> _What you are asked to do_: The entries below must be returned exactly as they stand.

> _Information shown_:
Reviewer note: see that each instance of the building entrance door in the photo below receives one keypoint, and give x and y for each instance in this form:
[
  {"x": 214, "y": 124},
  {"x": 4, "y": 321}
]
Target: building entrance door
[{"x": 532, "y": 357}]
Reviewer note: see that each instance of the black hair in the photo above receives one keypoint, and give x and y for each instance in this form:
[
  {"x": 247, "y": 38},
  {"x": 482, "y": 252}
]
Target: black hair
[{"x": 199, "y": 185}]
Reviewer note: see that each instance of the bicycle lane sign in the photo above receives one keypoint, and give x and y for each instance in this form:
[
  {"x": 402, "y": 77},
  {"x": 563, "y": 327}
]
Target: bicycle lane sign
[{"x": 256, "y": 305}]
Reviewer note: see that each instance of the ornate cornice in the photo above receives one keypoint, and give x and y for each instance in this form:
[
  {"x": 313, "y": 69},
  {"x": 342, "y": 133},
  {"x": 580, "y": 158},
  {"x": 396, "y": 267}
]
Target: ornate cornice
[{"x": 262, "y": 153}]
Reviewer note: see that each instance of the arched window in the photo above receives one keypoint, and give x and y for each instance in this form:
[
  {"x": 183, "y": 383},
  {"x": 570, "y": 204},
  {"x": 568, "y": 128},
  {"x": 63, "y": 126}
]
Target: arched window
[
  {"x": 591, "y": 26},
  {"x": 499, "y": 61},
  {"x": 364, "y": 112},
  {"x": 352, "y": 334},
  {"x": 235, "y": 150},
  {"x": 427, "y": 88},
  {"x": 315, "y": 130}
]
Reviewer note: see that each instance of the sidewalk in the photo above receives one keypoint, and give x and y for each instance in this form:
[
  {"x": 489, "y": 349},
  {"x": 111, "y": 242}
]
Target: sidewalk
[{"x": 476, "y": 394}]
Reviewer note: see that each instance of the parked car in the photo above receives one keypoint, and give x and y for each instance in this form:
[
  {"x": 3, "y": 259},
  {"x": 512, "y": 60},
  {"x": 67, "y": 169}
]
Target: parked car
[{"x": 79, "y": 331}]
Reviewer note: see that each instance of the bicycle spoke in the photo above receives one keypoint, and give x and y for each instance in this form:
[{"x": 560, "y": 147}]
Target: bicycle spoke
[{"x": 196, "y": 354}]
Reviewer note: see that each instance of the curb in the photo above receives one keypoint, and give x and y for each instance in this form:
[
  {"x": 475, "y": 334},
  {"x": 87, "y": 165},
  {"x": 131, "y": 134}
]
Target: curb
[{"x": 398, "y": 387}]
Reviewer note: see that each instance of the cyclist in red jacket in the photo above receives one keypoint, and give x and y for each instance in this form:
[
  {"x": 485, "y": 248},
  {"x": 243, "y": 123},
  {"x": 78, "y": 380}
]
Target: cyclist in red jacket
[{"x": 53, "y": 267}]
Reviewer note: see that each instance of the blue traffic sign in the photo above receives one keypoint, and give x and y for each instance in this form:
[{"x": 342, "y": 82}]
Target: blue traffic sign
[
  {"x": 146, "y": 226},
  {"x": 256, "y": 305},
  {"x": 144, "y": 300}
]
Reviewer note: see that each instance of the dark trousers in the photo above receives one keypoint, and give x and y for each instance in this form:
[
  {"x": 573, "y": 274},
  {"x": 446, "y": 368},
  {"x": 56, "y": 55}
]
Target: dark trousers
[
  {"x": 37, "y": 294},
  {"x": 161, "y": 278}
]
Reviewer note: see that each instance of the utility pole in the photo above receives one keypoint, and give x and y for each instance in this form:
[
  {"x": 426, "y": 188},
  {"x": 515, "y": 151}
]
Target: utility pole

> _Reply to the task_:
Reviewer note: see that each instance of the building entrance door in the photo below receives one keypoint, and give x and y for each instance in this form:
[
  {"x": 214, "y": 124},
  {"x": 4, "y": 321}
]
Target: building entrance door
[{"x": 532, "y": 357}]
Reviewer note: see that each instance of the black hair in the photo above receives one keypoint, and give x and y for each instance in this form:
[
  {"x": 247, "y": 38},
  {"x": 482, "y": 252}
]
Target: black hair
[{"x": 199, "y": 185}]
Reviewer note: see that each instance of the bicycle lane sign in the photo above receives one keypoint, and give x and y for each instance in this form:
[
  {"x": 402, "y": 77},
  {"x": 563, "y": 327}
]
Target: bicycle lane sign
[{"x": 256, "y": 305}]
Reviewer note: see that each instance of the ornate cornice in the photo above receives one keypoint, and give x and y for each instance in this form:
[
  {"x": 313, "y": 69},
  {"x": 342, "y": 133},
  {"x": 580, "y": 158},
  {"x": 396, "y": 267}
]
Target: ornate cornice
[{"x": 262, "y": 153}]
Reviewer note: see that each instance of the arched window in the photo above receives one keypoint, and give x and y for each instance in this form:
[
  {"x": 183, "y": 383},
  {"x": 570, "y": 204},
  {"x": 568, "y": 128},
  {"x": 63, "y": 126}
]
Target: arched window
[
  {"x": 591, "y": 26},
  {"x": 499, "y": 61},
  {"x": 364, "y": 112},
  {"x": 352, "y": 334},
  {"x": 235, "y": 150},
  {"x": 427, "y": 88},
  {"x": 315, "y": 130}
]
Reviewer note: see that each instance of the sidewalk in the photo above receives one keypoint, and give x and y for each instance in this form:
[
  {"x": 489, "y": 349},
  {"x": 111, "y": 242}
]
Target: sidewalk
[{"x": 476, "y": 394}]
Reviewer note: see that each instance of the parked car in the photo above receives one keypoint, and give x and y for each instance in this form:
[
  {"x": 3, "y": 259},
  {"x": 512, "y": 60},
  {"x": 67, "y": 169}
]
Target: parked car
[{"x": 79, "y": 331}]
Reviewer note: see that each instance of the bicycle spoke in the photo above receives one keypoint, and give x and y for each instance in this form:
[{"x": 560, "y": 147}]
Target: bicycle spoke
[{"x": 196, "y": 354}]
Reviewer note: see that each instance of the curb in the photo above receives one keypoint, and give x and y for each instance in this form:
[
  {"x": 475, "y": 334},
  {"x": 87, "y": 165},
  {"x": 131, "y": 134}
]
Target: curb
[{"x": 398, "y": 387}]
Reviewer note: see that each instance of the cyclist in red jacket in the photo above receives one keypoint, and give x and y for each instance in this form:
[
  {"x": 485, "y": 248},
  {"x": 243, "y": 123},
  {"x": 78, "y": 380}
]
Target: cyclist in red jacket
[{"x": 53, "y": 267}]
Reviewer note: see that each instance of the blue traffic sign in the photo above receives one keypoint, and give x and y for each instance in this form:
[{"x": 342, "y": 82}]
Target: blue traffic sign
[
  {"x": 146, "y": 226},
  {"x": 256, "y": 305},
  {"x": 144, "y": 300}
]
Reviewer note: see that each instance of the dark trousers in the photo above receives one keypoint, and give x and y for each instance in this form:
[
  {"x": 573, "y": 274},
  {"x": 446, "y": 368},
  {"x": 56, "y": 55}
]
Target: dark trousers
[
  {"x": 37, "y": 294},
  {"x": 161, "y": 278}
]
Reviewer note: see that each instance of the utility pole in the photo above receives one keypoint, and give x and y for each instance in this form:
[
  {"x": 426, "y": 188},
  {"x": 515, "y": 151}
]
Target: utility pole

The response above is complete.